## Request
Which lines in the material below contain the word "woman"? Copy each of them out in full.

-- Begin --

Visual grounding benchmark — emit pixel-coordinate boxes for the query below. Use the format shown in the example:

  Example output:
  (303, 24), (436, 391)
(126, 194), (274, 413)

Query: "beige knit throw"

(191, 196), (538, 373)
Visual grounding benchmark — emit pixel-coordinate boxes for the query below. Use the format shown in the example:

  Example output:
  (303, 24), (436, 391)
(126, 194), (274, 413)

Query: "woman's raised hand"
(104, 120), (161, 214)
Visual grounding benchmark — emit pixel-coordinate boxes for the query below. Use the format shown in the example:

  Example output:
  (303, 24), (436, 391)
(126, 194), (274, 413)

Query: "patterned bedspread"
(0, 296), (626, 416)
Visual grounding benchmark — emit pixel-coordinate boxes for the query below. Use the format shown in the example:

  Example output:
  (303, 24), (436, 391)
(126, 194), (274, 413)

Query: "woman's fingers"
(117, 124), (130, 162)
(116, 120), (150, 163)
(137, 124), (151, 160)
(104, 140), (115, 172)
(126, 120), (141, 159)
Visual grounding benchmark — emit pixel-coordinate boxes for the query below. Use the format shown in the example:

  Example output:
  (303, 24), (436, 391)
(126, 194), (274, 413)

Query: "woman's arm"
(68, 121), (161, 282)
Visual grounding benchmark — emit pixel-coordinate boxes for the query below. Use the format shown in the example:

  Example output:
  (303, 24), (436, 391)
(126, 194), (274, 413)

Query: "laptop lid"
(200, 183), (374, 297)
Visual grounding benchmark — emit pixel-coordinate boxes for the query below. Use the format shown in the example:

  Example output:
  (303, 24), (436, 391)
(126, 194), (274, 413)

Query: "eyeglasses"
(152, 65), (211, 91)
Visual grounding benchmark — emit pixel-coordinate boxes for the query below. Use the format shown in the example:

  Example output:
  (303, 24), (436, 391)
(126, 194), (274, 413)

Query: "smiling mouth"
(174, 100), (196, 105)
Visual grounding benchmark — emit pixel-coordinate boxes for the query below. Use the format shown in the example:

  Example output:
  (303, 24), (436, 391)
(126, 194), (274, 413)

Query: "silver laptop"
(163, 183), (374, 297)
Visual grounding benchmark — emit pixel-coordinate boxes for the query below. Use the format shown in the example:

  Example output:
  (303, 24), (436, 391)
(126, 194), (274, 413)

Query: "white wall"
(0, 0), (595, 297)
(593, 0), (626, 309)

-- End --

## Written reply
Query: "woman's raised hand"
Query: "woman's fingers"
Query: "woman's arm"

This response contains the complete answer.